Re: [Bug 219609] File corruptions on SSD in 1st M.2 socket of AsRock X600M-STX + Ryzen 8700G
From: Bruno Gravato
Date: Fri Jan 10 2025 - 06:18:09 EST
Hi,
(resending in text-only mode, because mailing lists don't like HMTL
emails... sorry to those getting this twice)
I can reply via email, that's not a problem.
I'll try to run some more tests when I get the chance (it's been a
very busy week, sorry).
Besides the volatile write cache test, any other test I should try?
Regarding the M.2 slots. I believe this motherboard has no chipset. So
both slots should be connected directly to the CPU (mine is Ryzen
8600G), although they might be connecting to different parts of the
CPU, right? I guess that can make a difference.
My disks are gen4 as well.
Bruno
On Thu, 9 Jan 2025 at 15:44, Stefan <linux-kernel@xxxxxxx> wrote:
>
> Hi,
>
> due to Thorstens hints, I'm trying to reply to both, the bug tracker and
> the mailing list.
>
> > --- Comment #13 from Keith Busch (kbusch@xxxxxxxxxx) ---
> > If I'm summarizing correctly, we're seeing corruption on Lexar, Kingston,
> > and now Samsung NVMe's?
>
> The Kingston read errors may be something different. They are described
> in detail in messages #108 and #113 of the Debian Bug Tracker
> https://bugs.debian.org/cgi-bin/bugreport.cgi?bug=1076372
>
> With the Kington, I never saw the write errors that occur with Lexar and
> Samsung on newer Kernels (and which are easy to reproduce).
>
> (ATM I cannot provide test results from the Kingston SSD because the
> Lexar is installed, the PC is installed remotely and in use. Thus I
> can't swap the SSDS that often.)

**Provided information:**
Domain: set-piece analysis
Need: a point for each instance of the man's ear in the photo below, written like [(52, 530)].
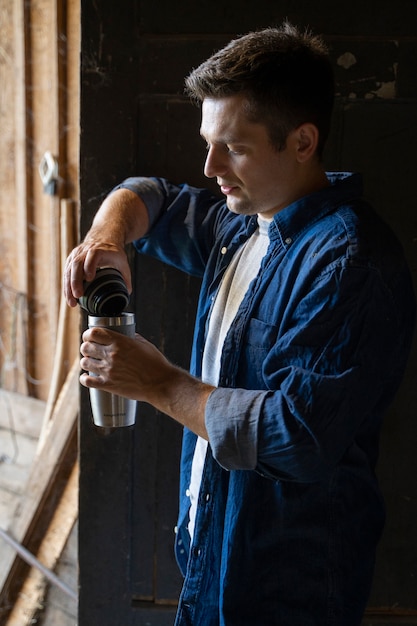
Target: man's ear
[(307, 136)]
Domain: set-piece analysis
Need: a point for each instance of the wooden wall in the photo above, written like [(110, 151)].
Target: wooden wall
[(39, 112), (135, 120)]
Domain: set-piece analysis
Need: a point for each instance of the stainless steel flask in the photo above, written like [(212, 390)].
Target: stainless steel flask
[(110, 410)]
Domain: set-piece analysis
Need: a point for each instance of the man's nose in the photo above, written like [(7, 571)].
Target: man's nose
[(216, 163)]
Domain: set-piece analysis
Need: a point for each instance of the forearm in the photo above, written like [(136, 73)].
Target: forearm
[(121, 219), (183, 398)]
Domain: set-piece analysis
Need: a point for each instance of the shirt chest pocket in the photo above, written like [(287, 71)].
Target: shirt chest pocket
[(258, 340)]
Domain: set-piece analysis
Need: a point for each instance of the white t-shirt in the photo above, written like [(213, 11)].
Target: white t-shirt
[(243, 268)]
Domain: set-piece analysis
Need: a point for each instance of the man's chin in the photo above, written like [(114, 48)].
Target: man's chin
[(240, 208)]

**Problem details:** Reproduce the passage of the SSD corruption thread from "Besides the volatile" up to and including "gen4 as well.", word for word.

**Complete output:**
Besides the volatile write cache test, any other test I should try?
Regarding the M.2 slots. I believe this motherboard has no chipset. So
both slots should be connected directly to the CPU (mine is Ryzen
8600G), although they might be connecting to different parts of the
CPU, right? I guess that can make a difference.
My disks are gen4 as well.